READING PASSAGE:
On September 17, 2011, the plaintiff, a sixty-three-year-old male, was cycling aside a busy Greater Boston roadway. As he crossed an intersecting street, the defendant attempted to make a left-hand turn directly into the plaintiff’s path, ejecting him from his bicycle. Plaintiff’s counsel alleged the defendant operated her vehicle negligently in that she carelessly turned into the plaintiff’s path while he enjoyed the right of way. The defendant alleged that the plaintiff was comparatively at fault as he was not within a crosswalk at the time of impact and entered the intersection before ensuring the path was safe.
In the accident, the plaintiff sustained several rib fractures, a non-displaced right patella fracture, and, most significantly, a C2 compression fracture with a possible vertebral artery dissection. The attending doctors closely monitored the plaintiff for six days in the intensive care unit. Once they felt the artery dissection was stable, the plaintiff was discharged to an inpatient rehabilitation facility; the possible artery dissection was safely managed with medications for several months post-accident and resolved entirely.

TASKS TO PERFORM:
1. Answer these questions about the case summary:
(a) How old was the plaintiff?
(b) For how many days was the plaintiff monitored in the intensive care unit?
(c) Where was the plaintiff sent after being discharged?
2. Please transcribe a passage from the case summary, starting at the words "In the accident, the" and ending after "and resolved entirely.".
3. Write the next part of the case summary, continuing after its final sentence.

[Collected data]
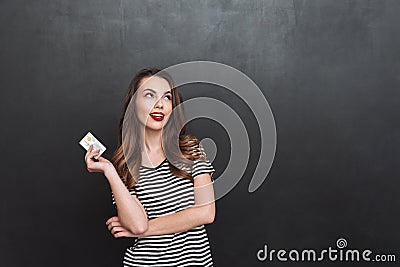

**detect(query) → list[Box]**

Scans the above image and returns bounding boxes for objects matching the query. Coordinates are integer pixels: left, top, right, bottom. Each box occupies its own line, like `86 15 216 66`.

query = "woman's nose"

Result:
155 97 164 108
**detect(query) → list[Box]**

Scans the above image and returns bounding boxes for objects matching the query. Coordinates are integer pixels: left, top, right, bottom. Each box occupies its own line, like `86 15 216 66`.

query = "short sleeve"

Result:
111 187 136 208
192 145 215 181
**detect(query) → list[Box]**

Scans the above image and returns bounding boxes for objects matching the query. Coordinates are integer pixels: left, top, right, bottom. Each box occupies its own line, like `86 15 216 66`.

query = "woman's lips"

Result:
150 113 164 121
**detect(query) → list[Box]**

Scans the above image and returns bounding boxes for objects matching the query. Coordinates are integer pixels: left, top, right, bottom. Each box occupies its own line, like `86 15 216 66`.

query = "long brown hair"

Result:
111 68 206 189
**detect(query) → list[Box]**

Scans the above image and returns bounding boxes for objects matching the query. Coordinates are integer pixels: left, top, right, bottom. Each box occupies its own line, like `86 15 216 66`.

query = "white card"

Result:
79 132 106 159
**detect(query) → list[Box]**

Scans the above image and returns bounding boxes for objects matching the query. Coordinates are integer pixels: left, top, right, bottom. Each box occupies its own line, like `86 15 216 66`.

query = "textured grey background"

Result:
0 0 400 267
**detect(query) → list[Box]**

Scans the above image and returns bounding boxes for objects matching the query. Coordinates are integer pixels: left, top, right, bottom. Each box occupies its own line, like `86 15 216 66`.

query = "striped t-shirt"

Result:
111 156 215 267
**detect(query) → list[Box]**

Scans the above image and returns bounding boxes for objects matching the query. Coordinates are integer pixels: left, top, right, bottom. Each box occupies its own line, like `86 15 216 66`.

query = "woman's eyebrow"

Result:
143 88 171 95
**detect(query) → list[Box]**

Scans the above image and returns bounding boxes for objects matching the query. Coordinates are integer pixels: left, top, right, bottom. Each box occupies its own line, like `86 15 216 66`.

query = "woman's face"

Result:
136 76 172 130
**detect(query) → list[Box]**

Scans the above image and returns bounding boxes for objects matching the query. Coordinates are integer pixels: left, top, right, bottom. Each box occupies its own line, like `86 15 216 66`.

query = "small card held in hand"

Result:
79 132 106 159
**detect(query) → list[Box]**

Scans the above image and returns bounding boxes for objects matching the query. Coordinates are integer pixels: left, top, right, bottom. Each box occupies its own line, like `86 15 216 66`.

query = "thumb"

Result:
98 157 109 162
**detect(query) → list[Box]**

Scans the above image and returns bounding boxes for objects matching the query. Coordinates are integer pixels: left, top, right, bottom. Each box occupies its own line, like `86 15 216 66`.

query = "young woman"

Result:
85 68 215 267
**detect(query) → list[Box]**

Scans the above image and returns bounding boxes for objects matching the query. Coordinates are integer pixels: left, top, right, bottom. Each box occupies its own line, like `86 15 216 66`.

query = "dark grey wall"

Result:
0 0 400 267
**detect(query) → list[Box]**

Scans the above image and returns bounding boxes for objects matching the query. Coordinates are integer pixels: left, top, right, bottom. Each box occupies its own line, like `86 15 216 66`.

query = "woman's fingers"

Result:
106 216 119 225
114 231 136 238
110 226 129 235
107 222 122 231
85 145 100 163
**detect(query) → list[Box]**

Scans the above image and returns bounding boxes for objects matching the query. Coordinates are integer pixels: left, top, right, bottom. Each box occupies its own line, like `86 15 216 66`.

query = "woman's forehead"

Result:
140 76 171 94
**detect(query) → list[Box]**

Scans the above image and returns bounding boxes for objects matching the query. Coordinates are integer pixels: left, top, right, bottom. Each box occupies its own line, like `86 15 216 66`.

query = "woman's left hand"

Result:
106 216 139 238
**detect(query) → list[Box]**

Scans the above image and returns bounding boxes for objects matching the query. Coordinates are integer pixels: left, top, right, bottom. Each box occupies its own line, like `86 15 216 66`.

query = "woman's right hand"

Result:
85 145 114 176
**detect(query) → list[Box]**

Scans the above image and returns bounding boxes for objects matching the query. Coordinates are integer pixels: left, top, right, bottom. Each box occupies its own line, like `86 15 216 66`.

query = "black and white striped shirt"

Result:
111 156 215 267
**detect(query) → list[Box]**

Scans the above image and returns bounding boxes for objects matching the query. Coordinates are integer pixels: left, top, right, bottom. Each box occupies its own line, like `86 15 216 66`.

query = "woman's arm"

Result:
138 173 215 237
104 166 148 234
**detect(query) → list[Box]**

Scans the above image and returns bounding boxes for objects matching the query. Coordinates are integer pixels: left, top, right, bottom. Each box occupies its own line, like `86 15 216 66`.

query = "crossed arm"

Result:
105 168 215 237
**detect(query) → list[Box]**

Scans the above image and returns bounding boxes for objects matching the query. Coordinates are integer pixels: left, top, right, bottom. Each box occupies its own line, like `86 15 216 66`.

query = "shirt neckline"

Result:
140 158 167 170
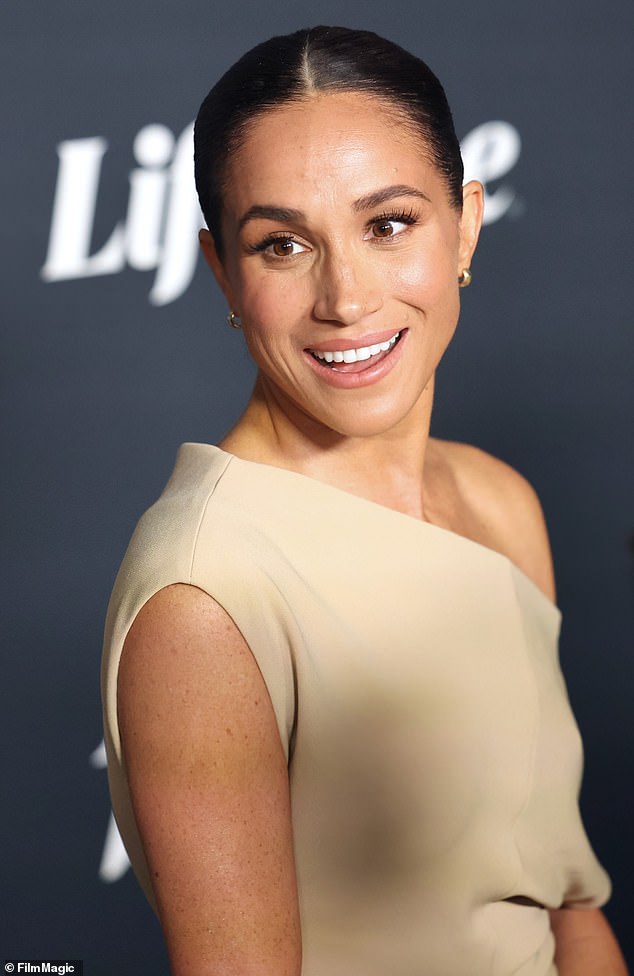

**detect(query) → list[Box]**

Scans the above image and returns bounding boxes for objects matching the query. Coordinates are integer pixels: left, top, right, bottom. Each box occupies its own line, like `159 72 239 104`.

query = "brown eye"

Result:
372 220 394 237
271 240 295 258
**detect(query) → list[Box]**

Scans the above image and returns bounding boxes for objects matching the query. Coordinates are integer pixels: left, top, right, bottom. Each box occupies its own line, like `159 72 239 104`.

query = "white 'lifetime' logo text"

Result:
41 122 521 305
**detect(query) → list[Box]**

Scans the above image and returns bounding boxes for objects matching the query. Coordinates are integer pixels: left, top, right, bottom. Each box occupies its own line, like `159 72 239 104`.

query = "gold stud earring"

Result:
458 268 473 288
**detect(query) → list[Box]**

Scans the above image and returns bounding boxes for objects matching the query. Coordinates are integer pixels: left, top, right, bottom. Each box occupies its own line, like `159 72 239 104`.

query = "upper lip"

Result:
306 329 403 352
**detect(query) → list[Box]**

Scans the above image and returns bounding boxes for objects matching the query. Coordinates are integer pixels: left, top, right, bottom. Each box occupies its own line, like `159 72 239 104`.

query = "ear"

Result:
198 227 238 313
458 180 484 275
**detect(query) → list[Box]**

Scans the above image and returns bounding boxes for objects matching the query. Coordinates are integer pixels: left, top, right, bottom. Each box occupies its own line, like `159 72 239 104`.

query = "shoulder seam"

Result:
187 455 234 583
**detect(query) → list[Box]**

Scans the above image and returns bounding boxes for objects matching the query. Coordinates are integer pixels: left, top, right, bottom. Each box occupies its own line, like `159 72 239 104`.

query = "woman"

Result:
104 27 625 976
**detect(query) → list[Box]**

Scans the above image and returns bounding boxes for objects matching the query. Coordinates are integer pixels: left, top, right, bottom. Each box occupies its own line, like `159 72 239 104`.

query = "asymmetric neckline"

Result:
179 441 561 618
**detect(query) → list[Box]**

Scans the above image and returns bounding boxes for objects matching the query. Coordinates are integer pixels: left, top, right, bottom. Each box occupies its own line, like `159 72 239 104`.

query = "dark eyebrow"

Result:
352 183 430 213
238 204 304 230
238 183 429 230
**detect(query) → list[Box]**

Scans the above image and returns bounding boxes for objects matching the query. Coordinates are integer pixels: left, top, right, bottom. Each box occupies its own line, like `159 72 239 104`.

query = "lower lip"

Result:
304 329 408 390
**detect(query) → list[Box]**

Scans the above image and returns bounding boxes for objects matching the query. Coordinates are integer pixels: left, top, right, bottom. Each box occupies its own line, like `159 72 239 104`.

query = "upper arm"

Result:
118 584 300 976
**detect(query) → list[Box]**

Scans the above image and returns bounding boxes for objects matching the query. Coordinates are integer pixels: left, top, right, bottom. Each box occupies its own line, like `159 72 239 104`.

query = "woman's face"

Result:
202 92 481 436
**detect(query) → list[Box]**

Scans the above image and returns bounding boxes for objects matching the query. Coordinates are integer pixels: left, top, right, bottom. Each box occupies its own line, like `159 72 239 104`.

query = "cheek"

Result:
391 252 458 309
240 274 309 334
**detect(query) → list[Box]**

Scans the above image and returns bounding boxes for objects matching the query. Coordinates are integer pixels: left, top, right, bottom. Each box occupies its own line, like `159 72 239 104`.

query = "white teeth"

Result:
310 332 401 363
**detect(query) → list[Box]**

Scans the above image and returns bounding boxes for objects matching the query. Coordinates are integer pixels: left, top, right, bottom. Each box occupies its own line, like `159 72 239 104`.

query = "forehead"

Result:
225 92 441 211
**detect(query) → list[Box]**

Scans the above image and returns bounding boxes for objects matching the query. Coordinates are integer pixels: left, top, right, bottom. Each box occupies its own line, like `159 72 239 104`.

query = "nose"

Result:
314 252 383 325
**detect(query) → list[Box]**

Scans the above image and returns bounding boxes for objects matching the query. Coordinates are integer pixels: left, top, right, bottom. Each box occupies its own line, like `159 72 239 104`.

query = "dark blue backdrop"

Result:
0 0 634 976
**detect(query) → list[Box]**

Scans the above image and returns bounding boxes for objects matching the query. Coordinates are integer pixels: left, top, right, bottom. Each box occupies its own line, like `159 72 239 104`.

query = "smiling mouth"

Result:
307 332 401 373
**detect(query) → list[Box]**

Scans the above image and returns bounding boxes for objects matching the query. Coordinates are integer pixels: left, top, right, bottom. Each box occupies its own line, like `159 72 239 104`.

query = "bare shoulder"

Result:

PER-TASK ANSWERS:
1.
(a) Sixty-three.
(b) Six days.
(c) An inpatient rehabilitation facility.

2.
In the accident, the plaintiff sustained several rib fractures, a non-displaced right patella fracture, and, most significantly, a C2 compression fracture with a possible vertebral artery dissection. The attending doctors closely monitored the plaintiff for six days in the intensive care unit. Once they felt the artery dissection was stable, the plaintiff was discharged to an inpatient rehabilitation facility; the possible artery dissection was safely managed with medications for several months post-accident and resolved entirely.

3.
The plaintiff was treated conservatively for approximately six months. His doctors agreed that surgery was not warranted for any of his injuries. In fact, the plaintiff’s orthopedic physician discharged him from any future medical care in May 2012, only eight months post-accident. The plaintiff has returned to his everyday lifestyle and has no pain resulting from the injuries he sustained.